◆ Problem requirements
Repeat the records word for word, excluding any picture.

◆ Given records
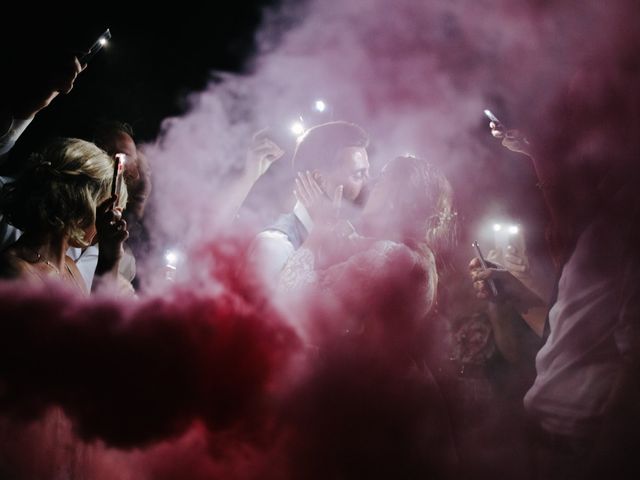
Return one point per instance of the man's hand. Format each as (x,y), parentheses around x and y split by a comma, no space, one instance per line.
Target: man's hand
(47,84)
(112,232)
(512,139)
(509,287)
(323,210)
(261,155)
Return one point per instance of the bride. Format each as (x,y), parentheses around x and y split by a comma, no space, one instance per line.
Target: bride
(365,303)
(380,286)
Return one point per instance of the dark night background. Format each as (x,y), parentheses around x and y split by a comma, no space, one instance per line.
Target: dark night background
(155,58)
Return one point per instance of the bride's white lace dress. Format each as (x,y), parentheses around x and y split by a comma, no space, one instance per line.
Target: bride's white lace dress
(387,282)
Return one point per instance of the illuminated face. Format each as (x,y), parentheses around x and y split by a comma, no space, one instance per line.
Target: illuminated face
(352,172)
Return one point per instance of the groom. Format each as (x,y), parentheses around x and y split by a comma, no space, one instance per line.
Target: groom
(335,150)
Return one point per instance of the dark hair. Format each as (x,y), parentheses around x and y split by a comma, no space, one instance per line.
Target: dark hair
(319,146)
(104,131)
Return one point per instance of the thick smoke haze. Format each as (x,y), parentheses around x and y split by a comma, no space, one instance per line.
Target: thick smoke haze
(201,379)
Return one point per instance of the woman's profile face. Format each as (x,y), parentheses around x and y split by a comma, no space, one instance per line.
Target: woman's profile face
(378,213)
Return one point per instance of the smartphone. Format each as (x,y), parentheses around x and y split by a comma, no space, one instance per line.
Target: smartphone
(509,236)
(483,262)
(492,117)
(118,171)
(96,47)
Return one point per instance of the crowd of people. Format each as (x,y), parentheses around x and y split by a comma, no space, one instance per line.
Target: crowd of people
(364,264)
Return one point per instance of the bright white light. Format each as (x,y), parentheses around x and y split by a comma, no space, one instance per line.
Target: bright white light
(297,128)
(171,257)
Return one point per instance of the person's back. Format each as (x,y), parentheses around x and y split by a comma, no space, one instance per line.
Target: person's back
(336,150)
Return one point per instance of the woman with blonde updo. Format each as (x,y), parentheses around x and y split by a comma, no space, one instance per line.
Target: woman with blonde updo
(63,200)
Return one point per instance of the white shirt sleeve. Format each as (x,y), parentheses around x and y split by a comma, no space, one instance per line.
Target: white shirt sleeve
(268,254)
(86,262)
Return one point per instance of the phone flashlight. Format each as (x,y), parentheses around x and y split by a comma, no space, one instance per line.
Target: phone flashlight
(118,171)
(96,47)
(492,117)
(483,262)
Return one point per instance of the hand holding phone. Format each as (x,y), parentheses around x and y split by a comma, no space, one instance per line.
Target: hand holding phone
(118,171)
(514,140)
(96,47)
(483,262)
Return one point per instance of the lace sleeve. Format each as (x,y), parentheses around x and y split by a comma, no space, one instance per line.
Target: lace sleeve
(299,271)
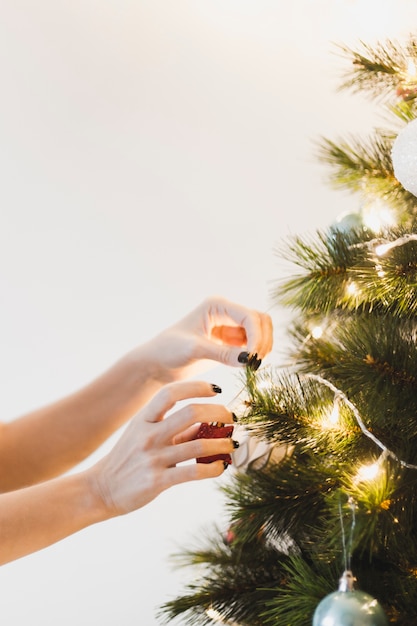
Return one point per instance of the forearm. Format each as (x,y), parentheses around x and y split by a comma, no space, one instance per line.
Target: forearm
(51,440)
(38,516)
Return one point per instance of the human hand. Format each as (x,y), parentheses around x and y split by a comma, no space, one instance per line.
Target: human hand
(148,457)
(218,330)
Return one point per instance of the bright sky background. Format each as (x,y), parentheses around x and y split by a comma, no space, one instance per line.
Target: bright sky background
(153,153)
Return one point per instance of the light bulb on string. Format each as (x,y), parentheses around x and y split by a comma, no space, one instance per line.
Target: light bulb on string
(331,419)
(411,70)
(377,215)
(368,472)
(317,332)
(214,614)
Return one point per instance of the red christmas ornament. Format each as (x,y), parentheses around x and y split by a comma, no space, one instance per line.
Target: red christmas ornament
(215,430)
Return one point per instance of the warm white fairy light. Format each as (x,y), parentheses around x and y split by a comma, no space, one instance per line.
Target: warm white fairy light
(331,418)
(383,248)
(378,215)
(352,288)
(411,70)
(368,472)
(359,420)
(379,270)
(317,332)
(214,615)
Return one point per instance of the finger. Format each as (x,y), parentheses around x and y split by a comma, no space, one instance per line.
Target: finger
(248,319)
(182,420)
(193,471)
(232,335)
(188,435)
(266,335)
(198,448)
(168,396)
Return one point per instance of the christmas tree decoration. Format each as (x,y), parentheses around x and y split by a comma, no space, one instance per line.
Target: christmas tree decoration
(215,430)
(404,157)
(347,607)
(327,468)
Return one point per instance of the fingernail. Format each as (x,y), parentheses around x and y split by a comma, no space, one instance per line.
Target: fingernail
(254,365)
(243,357)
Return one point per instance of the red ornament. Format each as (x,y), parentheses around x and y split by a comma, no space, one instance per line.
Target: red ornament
(215,430)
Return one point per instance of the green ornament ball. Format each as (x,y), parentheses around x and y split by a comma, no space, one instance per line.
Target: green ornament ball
(349,608)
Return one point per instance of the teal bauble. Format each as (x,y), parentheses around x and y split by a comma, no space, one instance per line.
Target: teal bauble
(348,607)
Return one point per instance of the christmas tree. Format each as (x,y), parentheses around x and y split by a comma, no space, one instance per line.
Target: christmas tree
(337,490)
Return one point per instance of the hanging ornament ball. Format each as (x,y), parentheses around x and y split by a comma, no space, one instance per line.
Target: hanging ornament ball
(404,157)
(348,607)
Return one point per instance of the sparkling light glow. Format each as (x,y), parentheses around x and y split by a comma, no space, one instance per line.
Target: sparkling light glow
(368,472)
(331,419)
(377,216)
(214,615)
(317,332)
(352,289)
(411,69)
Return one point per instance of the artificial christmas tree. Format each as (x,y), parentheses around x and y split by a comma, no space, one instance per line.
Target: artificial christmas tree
(341,495)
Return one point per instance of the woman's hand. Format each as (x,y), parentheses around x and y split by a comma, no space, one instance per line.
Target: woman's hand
(149,456)
(218,330)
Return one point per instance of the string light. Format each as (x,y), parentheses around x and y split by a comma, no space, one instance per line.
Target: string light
(352,289)
(378,215)
(317,332)
(214,614)
(411,70)
(359,420)
(383,248)
(368,472)
(331,418)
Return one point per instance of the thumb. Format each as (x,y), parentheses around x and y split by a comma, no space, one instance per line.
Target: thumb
(228,355)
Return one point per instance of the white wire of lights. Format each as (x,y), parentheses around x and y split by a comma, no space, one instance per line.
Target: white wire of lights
(340,395)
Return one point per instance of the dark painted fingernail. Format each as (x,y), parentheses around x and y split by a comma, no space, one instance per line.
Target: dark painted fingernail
(243,357)
(254,365)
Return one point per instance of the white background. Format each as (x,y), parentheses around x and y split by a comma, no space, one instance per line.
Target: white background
(152,153)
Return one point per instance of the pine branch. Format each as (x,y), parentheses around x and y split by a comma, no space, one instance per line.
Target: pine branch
(379,69)
(362,166)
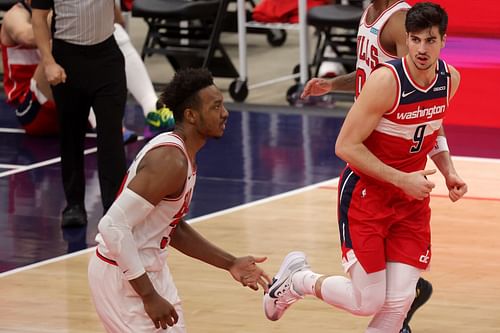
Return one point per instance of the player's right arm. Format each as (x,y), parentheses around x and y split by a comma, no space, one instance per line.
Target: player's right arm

◆ The solution
Return one point per instance of the man's hand. Format each as (x,y), parentheses around x and y split by a comma, no space, one instance per line.
Target: man's hand
(47,84)
(112,232)
(512,139)
(509,287)
(323,210)
(261,155)
Return one point per instance of the bride. Format each as (x,y), parentheses around x and y split by a comma, no space, one instance per line.
Target: bride
(365,303)
(380,286)
Return one point per instance of the dark night background. Format each as (x,y), parentheses around x and y split by a comma, no space, one instance per line.
Target: dark night background
(155,58)
Return one point per instance of the bride's white lace dress. Format each as (x,y), parentheses around x and y split by a comma, no space, one instance per line.
Target: bride's white lace dress
(387,282)
Return one point per instance of the illuminated face. Format each as (x,y), parentheses around x and y split by a comma, no space, one instance per line.
Target: illuminated face
(352,172)
Return one point per instance of the groom. Format each as (x,y), parentheses around x and y split by a comma, no space, one instance per line.
Target: groom
(335,150)
Return one point per instance of the dark hair. Format each as (x,y), parentheses around x and y split by a comma, no space, one instance per line.
Target: dark hair
(319,146)
(104,131)
Return one point per instance of the thick smoke haze. Format each as (x,y), parentheses around x and y split by a comma, no space, one instance per line.
Target: thick smoke haze
(201,379)
Return one point per instance of the woman's profile face. Format each as (x,y), parentheses around x and y split by a comma, no space, one instance per line.
Target: woman's profile face
(378,213)
Return one point per instance of the smartphone. Format each as (x,y), parentheses around x and y split by a comma, no space, one instance per line.
Target: smartphone
(509,236)
(483,262)
(492,117)
(118,171)
(96,47)
Return one point per instance of the crowd of people. Format each as (x,y), parentheses around x and y split by a comma, no space, one instance per line.
Target: crowd of people
(364,264)
Return one point per instance of the bright white light. Format each as (x,y), parentheses around x and y split by a comma, no space, one instance per line.
Target: bright white light
(297,128)
(171,257)
Return one point per instance of the person's back. Format each as (x,y), parentheses around x and y split by a comma, no space, one instance per line.
Target: person's back
(336,150)
Return one point per instance of the woman with blonde updo. Format each as (x,y), parentheses around x and y split by a comma, no space, one instance per line.
Target: woman with blonde updo
(63,200)
Return one point per instance of the white shirt sleeve. Format each as (x,y), parentheses around x and y split by a comma, no space, one instance per line.
Target: white shirt sleeve
(268,254)
(86,262)
Return one point per instance of the phone flashlight. Format each as (x,y), parentheses around x and y split by a comma, no space, one instance per line.
Target: phone flashlight
(118,171)
(96,47)
(492,117)
(483,262)
Return one point per instance of the hand holding phone. Format each as (x,y), parentheses around x and y split by a comma, no space, one instance per line.
Target: hand holding phone
(118,171)
(514,140)
(96,47)
(483,262)
Return one point per instance of the lace sleeve. Format each as (x,y), parentheses around x and y split by a comma, no space, one instance per line.
Target: lace sleeve
(299,271)
Return one point per instance of the forearm. Format each as (x,y), parentheses around x and y split by a comma, no space, one instance per line.
Target: forearm
(51,440)
(38,516)
Return one point per instance of the human hand. Format each as (x,y), parentheses around x and y split by a comma, no space, one instance per line.
Target: human hand
(148,457)
(218,330)
Return one point per instance of the bright sky background. Format each as (x,y), parentheses around x and y split by a comma, no space, one instance per line.
Target: bright sky background
(153,153)
Return one point per instance of the light bulb on string. Format each as (x,y), parentheses around x and y split by a comma, no space, one instance per line.
Target: light bulb on string
(331,419)
(411,70)
(377,215)
(368,472)
(317,332)
(214,614)
Return one point per instance of the red christmas ornament. Format each as (x,y), parentheses around x and y split by a comma, no space, one instance per line.
Target: red christmas ornament
(215,430)
Return one point per instance of the warm white fairy light. Format each as (x,y), parentheses around x and y split by a comma, no space, one instance per line.
Target: warm white fairy light
(331,418)
(383,248)
(378,215)
(352,288)
(411,70)
(368,472)
(359,420)
(379,270)
(317,332)
(214,615)
Return one point per instance of the finger. Format each as (x,y), parentheses around x and y split by a comma, no space, one instance per line.
Target: finger
(248,319)
(182,420)
(193,471)
(232,335)
(188,435)
(266,335)
(198,448)
(168,396)
Return one point per instance of the christmas tree decoration. Format each as (x,y), parentheses around x and y split by a comma, no space, one instance per line.
Target: christmas tree decoration
(215,430)
(404,157)
(347,607)
(327,468)
Return one point per instance of the fingernail. Format each as (x,y), parentheses around x and y split by a comma, no space, one instance per line.
Target: fingernail
(254,365)
(243,357)
Return one point per instance of the red ornament. Format each as (x,y), parentheses around x and y split by a comma, no space, one instance per line.
Target: red ornament
(215,430)
Return one point per instance of the green ornament ball. Format each as (x,y), parentheses around x and y split by a comma, no space, one instance per line.
Target: green ornament ball
(349,608)
Return one point per instance of the teal bauble. Format each as (x,y), parentheses around x and y split by a comma, no space, one instance per line.
Target: teal bauble
(348,607)
Return one point per instance of the christmas tree. Format each as (x,y), parentheses around x and y split by a comma, no space, one instance per line.
Target: christmas tree
(337,490)
Return one point per instance of the hanging ornament ball. Format each as (x,y), parentheses around x and y split by a comma, no space, one instance per line.
Target: hanging ornament ball
(404,157)
(348,607)
Return one point per instance of the sparkling light glow. Format each as (x,y), parentheses around x and y split by a comma, no space, one instance per line.
Target: sparkling light glow
(368,472)
(331,419)
(377,216)
(214,615)
(317,332)
(352,289)
(411,69)
Return one point per instance of the artificial christmas tree. Format each as (x,y), parentheses around x and y split by a comma, no space, one instance per line.
Target: artificial christmas tree
(341,495)
Return one point per instance of the woman's hand. Format each as (x,y), parentheses around x and y split by a comma, no space, one instance per line.
Target: woman's hand
(149,456)
(218,330)
Return one point per instance of the string light. Format each as (x,y), parentheses around x and y split by a comma, no space, one instance per line.
Target: string light
(352,289)
(378,215)
(317,332)
(214,614)
(411,70)
(359,420)
(383,248)
(368,472)
(331,418)
Return one point per instance of the thumb. Format each as (x,y), parentheses around x and y split by a comma, no space, one instance per line.
Target: thumb
(228,355)
Return one point per instance of the white wire of lights. Format each as (x,y), parentheses around x and y split by a comma, no space, one instance per line.
Target: white wire of lights
(340,395)
Return one point per instance of the dark painted fingernail. Format each as (x,y), parentheses around x and y split by a comma, no space, one instance per line.
Target: dark painted fingernail
(243,357)
(254,365)
Return one point per instance of the white background. Format each as (x,y), parentheses around x and y split by a comma, no space, one instance per line.
Target: white background
(152,153)
Return one point per instance of the pine branch. Format each as (x,y), parentheses around x and y split by a comma, no space, one instance per line.
Target: pine branch
(379,69)
(362,166)
Return one point per instance of the player's right arm. Format each as (x,y), parentheses around x and y split by a comma, no space, one instance per line.
Target: player's right arm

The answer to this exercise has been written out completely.